»»

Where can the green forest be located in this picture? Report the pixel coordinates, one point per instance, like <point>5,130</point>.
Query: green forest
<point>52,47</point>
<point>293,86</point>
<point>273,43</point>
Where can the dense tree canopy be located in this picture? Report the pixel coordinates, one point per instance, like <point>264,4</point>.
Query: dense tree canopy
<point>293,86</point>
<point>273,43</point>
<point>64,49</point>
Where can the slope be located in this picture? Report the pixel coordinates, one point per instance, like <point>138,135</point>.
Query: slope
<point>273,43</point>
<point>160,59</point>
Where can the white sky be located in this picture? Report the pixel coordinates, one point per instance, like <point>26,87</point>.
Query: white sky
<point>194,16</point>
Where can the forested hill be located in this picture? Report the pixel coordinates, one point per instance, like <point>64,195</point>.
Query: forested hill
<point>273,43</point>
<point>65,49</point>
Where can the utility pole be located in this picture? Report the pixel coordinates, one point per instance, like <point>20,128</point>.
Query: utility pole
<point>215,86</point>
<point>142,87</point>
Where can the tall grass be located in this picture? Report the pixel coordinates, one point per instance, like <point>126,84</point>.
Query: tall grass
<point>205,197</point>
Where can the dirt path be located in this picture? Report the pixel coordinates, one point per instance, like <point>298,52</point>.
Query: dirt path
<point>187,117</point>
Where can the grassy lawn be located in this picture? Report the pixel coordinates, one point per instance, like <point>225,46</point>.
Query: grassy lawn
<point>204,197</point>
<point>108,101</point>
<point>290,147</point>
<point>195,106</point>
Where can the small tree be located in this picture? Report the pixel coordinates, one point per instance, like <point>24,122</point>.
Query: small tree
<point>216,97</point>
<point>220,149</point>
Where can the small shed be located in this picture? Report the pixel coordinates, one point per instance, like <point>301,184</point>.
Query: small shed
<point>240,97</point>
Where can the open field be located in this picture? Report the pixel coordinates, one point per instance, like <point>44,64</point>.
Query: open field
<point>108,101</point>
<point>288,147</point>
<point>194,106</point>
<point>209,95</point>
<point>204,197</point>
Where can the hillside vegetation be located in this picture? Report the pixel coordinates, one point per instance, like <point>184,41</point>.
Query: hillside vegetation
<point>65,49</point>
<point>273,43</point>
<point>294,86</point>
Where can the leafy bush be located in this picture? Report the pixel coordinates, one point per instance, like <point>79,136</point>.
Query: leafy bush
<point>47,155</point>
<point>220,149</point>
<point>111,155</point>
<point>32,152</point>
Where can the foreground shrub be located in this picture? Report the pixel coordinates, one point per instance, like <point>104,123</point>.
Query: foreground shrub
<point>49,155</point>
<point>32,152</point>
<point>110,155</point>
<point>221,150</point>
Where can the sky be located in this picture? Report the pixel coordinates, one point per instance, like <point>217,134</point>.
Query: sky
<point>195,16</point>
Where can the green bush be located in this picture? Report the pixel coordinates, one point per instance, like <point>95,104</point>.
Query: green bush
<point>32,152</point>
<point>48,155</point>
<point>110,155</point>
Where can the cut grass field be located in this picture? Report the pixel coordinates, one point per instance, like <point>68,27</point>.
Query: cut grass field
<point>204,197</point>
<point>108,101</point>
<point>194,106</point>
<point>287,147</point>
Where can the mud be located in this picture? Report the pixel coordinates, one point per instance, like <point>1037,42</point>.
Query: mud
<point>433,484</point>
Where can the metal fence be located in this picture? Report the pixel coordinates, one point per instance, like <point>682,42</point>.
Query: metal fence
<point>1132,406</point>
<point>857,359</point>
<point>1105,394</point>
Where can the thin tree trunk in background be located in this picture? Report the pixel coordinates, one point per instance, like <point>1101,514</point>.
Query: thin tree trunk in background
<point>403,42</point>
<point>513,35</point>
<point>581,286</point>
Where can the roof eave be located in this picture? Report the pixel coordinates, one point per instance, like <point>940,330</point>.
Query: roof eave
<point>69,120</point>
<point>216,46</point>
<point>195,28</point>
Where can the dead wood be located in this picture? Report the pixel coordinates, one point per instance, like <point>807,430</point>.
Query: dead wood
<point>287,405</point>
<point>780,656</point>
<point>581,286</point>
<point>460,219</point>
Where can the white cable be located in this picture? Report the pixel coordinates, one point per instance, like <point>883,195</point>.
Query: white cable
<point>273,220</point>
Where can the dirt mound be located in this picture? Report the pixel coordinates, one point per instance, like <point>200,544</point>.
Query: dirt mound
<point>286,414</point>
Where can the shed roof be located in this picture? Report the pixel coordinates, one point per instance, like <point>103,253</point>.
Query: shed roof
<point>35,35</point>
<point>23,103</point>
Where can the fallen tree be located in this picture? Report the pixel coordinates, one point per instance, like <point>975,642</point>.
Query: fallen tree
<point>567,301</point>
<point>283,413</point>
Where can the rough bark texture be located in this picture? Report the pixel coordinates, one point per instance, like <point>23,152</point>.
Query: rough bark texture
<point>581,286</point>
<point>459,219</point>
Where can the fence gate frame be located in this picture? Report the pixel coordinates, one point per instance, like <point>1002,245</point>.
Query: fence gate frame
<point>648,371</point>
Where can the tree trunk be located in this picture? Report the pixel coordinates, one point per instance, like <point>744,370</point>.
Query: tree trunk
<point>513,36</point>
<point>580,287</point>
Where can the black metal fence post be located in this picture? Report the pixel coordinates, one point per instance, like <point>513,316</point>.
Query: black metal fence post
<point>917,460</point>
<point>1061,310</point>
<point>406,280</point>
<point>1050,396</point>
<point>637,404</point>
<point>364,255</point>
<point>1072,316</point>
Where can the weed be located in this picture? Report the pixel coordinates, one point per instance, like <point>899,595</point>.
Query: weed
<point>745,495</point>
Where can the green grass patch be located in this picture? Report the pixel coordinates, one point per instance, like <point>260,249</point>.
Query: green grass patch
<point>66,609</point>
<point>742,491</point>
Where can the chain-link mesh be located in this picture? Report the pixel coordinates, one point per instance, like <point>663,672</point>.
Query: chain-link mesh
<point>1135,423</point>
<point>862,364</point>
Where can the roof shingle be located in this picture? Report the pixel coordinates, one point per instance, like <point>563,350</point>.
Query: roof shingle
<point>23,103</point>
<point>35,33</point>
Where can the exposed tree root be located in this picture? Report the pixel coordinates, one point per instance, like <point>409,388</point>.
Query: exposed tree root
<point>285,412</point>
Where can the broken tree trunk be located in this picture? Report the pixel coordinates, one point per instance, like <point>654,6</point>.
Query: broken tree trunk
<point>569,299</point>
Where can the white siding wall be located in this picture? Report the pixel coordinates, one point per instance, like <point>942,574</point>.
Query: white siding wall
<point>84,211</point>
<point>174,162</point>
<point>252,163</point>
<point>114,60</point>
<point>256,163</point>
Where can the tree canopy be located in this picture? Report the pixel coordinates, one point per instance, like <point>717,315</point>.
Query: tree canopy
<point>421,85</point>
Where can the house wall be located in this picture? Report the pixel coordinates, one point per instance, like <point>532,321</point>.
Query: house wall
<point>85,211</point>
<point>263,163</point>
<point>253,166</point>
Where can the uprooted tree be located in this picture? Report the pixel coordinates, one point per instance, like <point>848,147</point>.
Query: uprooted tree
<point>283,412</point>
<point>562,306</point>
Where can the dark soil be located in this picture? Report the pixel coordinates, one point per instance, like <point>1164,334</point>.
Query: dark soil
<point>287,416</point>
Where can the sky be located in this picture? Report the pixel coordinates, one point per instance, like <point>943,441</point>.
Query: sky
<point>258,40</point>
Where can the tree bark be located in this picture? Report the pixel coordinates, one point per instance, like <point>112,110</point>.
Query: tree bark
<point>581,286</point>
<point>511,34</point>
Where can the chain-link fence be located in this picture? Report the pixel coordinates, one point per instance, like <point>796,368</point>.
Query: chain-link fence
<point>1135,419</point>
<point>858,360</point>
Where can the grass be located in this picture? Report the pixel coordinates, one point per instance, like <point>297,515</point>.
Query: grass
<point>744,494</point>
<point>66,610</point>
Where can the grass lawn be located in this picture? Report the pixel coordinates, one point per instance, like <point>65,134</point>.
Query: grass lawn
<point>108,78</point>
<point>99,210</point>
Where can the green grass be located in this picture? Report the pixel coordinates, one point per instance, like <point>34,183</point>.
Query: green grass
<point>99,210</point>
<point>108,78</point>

««

Rewrite everything from the line containing "Where can the dark" down to the line containing "<point>258,40</point>", replacing "dark soil" with "dark earth" wherever it occurs and leaving all else unchanged.

Where can the dark earth be located in this picture? Report the pixel coordinates, one point per instance, like <point>1164,334</point>.
Query: dark earth
<point>287,416</point>
Where can the sky be located in this picture? Report the pixel coordinates, one point per instance, like <point>943,441</point>.
Query: sky
<point>258,40</point>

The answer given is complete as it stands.